## [TEXT TO READ]
Former director of the Paphos Sewerage Board (Sapa) Eftichios Malekkides threatened former Paphos mayor Fidias Sarikas after a row between the two men, defence witness Neofytos Koutalianos testified in court on Tuesday.
Sarikas, along with former Paphos municipal councilors Giorgos Michaelides, Efstathios Efstathiou and Vasos Vasiliou and sitting councilor Giorgos Shailis, face charges of receiving bribes from private contractors who won Sapa contracts.
Malekkides and former Paphos mayor Savvas Vergas have already pleaded guilty in the same case and are currently serving a six year stretch in jail.
In his defence, Sarikas claimed he had nothing to do with the case and said he suspected Malekkides implicated him as payback for a personal feud between them.
On Tuesday, Sarikas’ lawyer called Koutalianos, an employee of Edek’s Paphos branch since December 2014, to the witness stand.
He described an incident in which Malekkides visited Sarikas, still an Edek MP at the time, at his office in Paphos and seemed angry when he left, banging the door shut behind him.
Enquiring with Sarikas, Koutalianos was told that Malekkides had tried to pressure him to intervene to stop investigations into the Sapa scandal, which had been burgeoning at the time.
Koutalianos testified that, according to Sarikas, Malekkides “threatened [him] and left”.
State prosecutors Ninos Kekkos and Andreas Hadjikirou submitted that Koutalianos’ testimony was driven by his long-standing friendship with Sarikas, and that his account of events does not reflect reality.
He replied that he would not have appeared in court if he had not been present at the episode.

## [GIVEN RECORDS]
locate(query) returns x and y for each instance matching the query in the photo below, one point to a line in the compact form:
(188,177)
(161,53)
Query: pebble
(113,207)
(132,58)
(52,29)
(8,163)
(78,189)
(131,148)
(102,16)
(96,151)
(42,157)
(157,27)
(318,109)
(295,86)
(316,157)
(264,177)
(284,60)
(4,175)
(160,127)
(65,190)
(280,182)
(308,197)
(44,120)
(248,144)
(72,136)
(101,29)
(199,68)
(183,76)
---
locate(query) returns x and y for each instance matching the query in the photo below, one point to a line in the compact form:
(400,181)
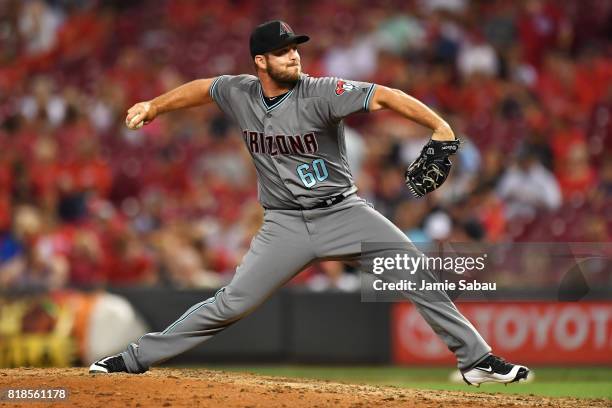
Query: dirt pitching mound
==
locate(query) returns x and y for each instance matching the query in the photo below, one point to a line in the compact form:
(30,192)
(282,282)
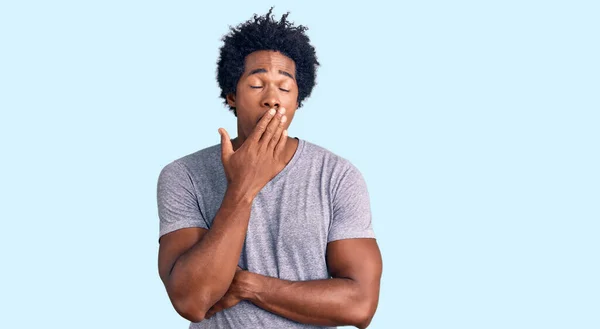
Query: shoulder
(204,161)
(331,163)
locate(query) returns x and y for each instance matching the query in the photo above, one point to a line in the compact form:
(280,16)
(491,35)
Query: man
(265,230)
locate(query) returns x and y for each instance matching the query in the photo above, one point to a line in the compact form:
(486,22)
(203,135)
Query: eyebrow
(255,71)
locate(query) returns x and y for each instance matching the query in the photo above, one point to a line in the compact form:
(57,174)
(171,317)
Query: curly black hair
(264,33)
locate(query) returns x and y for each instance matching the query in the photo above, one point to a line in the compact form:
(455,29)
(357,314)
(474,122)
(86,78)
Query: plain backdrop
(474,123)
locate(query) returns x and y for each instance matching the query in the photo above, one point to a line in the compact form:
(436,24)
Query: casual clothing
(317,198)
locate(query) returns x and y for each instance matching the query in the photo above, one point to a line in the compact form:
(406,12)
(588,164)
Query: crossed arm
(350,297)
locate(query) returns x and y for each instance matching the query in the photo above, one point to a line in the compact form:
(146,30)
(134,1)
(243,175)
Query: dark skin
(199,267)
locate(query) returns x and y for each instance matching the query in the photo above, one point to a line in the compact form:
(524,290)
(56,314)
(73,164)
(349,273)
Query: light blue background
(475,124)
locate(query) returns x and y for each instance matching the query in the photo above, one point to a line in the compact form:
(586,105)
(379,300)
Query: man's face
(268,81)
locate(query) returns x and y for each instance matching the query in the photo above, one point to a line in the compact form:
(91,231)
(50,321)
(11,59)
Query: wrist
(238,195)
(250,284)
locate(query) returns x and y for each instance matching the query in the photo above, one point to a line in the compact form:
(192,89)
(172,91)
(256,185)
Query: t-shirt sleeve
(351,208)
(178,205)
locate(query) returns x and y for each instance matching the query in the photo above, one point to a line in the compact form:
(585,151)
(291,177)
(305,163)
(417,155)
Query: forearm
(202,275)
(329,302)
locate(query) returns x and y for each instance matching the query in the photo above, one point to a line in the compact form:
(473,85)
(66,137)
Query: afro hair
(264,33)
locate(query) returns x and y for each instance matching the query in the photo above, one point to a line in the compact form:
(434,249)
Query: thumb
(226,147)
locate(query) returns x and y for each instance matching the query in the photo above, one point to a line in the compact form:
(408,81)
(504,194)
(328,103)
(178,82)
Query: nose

## [SET TASKS]
(A) Translate this sentence from the Paphos court report into Spanish: "Malekkides and former Paphos mayor Savvas Vergas have already pleaded guilty in the same case and are currently serving a six year stretch in jail."
(B) Write the next few sentences of the report on the Paphos bribery trial, picking up after its final sentence.
The entries are separate from the court report and have nothing to do with it.

## [THE RESPONSES]
(A) Malekkides y el exalcalde de Pafos Savvas Vergas ya se han declarado culpables en el mismo caso y actualmente cumplen una condena de seis años de prisión.

(B)
Sarikas’ next witness was accountant Savvas Michael, a partner at PricewaterhouseCoopers Cyprus.
He testified that Sarikas’ capital statements from 1999 to 2006 were prepared by another accountant but he was aware of their contents.
Referring to items missing from the statements, Michael said that the purchase of a flat in Ambelokipi, Athens is not mentioned in Sarikas’ capital statement in 2006 because it was not delivered to him until 2007.
Kekkos submitted that the capital statement is an opportunity for taxpayers to declare their assets and correct any discrepancies but Michael replied that its purpose is to confirm the declared income not act as a correction tool.
The prosecution then listed items missing from Sarikas’ capital statement, including the undeclared flat, as well as a loan.
Michael was asked whether, as far as he is aware, anyone can take out a bank loan and repay it with illegally-obtained money, to which the witness replied that in his 40 years of professional experience he never became aware of such an instance.
If anyone came to his office with such a proposal either the client would leave, or he would, Michael testified.
However, the accountant admitted that it could conceivably happen.
The case continues on Wednesday.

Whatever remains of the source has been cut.